[start of Given information]

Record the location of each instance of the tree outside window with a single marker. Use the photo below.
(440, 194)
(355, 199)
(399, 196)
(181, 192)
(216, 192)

[end of Given information]

§ **What the exercise asks**
Please rescale the items above by repeating every line, requests included, with each answer coordinate multiplied by 1.5 and rounded to a whole number, halves rounded up.

§ **Solution to the problem**
Record the location of each instance of the tree outside window with a single marker. Use the photo below.
(660, 291)
(533, 299)
(599, 294)
(272, 288)
(324, 288)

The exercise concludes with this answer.